- [EXTRAIT DU TEXTE]
------------------------------------------------------------------------

Amiante. Le rapport de l’Anses publié avant les fêtes, consacré à la toxicité des fragments de clivage, utilisés notamment de manière fortuite pour produire des granulats, laisse entrevoir un élargissement du champ de repérage.

Faudra-t-il étendre le repérage à de nouveaux minerais, au-delà des six types d’amiante aujourd’hui réglementés ? La perspective n’est peut-être pas si incongrue, si l’on en croit le dernier rapport de l’Anses publié mi-décembre, sur la toxicité des fragments de clivage (lire définition ci-contre). Ce copieux rapport (plus de 200 pages) semble ouvrir des perspectives quasi infinies en matière de repérage et de traitement de l’amiante.

A force de chercher, on a fini par trouver de l’amiante où on ne s’y attendait pas. Depuis vingt ans, le repérage s’intéresse essentiellement aux produits manufacturés. Là, où il existe une traçabilité, là où on sait que l’amiante, le chrysotile en particulier, a volontairement été introduit pour ses vertus aussi multiples que variées.

------------------------------------------------------------------------

- [CONSIGNES]
1) Recopiez le passage du texte sur l'amiante depuis « Faudra-t-il étendre le » jusqu'à « traitement de l’amiante. » inclus.
2) D'après le texte sur l'amiante, combien de types d'amiante sont aujourd'hui réglementés ?

- [Entrées enregistrées]
------------------------------------------------------------------------

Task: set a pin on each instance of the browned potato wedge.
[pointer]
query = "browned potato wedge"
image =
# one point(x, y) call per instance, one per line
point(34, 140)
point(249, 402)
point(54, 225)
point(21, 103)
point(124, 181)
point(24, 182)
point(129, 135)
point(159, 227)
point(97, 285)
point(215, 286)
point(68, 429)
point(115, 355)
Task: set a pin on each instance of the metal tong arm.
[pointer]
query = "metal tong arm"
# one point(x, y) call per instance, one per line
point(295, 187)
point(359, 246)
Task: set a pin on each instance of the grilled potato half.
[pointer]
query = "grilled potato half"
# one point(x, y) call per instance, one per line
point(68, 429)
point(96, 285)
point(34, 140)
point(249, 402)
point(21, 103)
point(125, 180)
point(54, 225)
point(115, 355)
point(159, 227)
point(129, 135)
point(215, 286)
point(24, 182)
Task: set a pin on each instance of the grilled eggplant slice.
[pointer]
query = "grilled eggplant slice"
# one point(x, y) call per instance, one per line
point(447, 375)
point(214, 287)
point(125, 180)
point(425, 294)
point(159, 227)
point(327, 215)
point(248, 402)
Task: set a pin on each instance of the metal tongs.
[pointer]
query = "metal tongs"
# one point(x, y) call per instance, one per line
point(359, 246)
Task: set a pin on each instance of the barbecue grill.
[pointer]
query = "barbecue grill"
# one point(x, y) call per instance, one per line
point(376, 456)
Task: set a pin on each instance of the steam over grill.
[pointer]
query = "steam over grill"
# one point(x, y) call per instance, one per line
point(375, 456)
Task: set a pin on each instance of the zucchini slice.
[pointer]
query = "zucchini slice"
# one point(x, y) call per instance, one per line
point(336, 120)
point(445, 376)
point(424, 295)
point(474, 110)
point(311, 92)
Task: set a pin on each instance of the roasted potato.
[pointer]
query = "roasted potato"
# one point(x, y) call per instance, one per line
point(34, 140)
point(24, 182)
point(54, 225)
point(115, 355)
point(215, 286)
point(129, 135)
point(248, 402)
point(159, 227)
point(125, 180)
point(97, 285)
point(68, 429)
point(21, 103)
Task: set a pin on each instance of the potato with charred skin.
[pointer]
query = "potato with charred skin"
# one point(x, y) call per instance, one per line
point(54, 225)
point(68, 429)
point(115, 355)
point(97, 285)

------------------------------------------------------------------------

- [RÉPONSES PAR CONSIGNE]
1)
Faudra-t-il étendre le repérage à de nouveaux minerais, au-delà des six types d’amiante aujourd’hui réglementés ? La perspective n’est peut-être pas si incongrue, si l’on en croit le dernier rapport de l’Anses publié mi-décembre, sur la toxicité des fragments de clivage (lire définition ci-contre). Ce copieux rapport (plus de 200 pages) semble ouvrir des perspectives quasi infinies en matière de repérage et de traitement de l’amiante.

2) Six types d'amiante sont aujourd'hui réglementés.